_Exercise directions_. Reproduce the records below, swapping "metal railing bar" for "steel handrail" and leaving everything else as it is.

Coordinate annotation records
= = = = = = =

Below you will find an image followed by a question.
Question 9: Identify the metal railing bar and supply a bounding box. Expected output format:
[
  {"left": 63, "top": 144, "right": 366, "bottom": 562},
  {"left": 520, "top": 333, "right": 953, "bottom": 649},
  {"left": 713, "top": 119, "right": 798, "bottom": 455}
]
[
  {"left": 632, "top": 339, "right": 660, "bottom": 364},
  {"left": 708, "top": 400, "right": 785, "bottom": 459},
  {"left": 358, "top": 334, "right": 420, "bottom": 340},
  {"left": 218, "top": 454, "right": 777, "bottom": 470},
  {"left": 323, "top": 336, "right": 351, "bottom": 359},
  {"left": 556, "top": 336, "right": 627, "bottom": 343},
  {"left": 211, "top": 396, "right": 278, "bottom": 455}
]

= = = = = = =

_Solution_.
Below you will find an image followed by a question.
Question 9: Identify the steel handrail and supply a bounding box. Expected output format:
[
  {"left": 63, "top": 144, "right": 366, "bottom": 562},
  {"left": 520, "top": 333, "right": 953, "bottom": 649},
  {"left": 713, "top": 119, "right": 798, "bottom": 455}
]
[
  {"left": 632, "top": 339, "right": 660, "bottom": 364},
  {"left": 708, "top": 400, "right": 785, "bottom": 459},
  {"left": 358, "top": 334, "right": 420, "bottom": 340},
  {"left": 218, "top": 454, "right": 777, "bottom": 470},
  {"left": 323, "top": 336, "right": 351, "bottom": 359},
  {"left": 556, "top": 336, "right": 627, "bottom": 343},
  {"left": 211, "top": 396, "right": 278, "bottom": 455}
]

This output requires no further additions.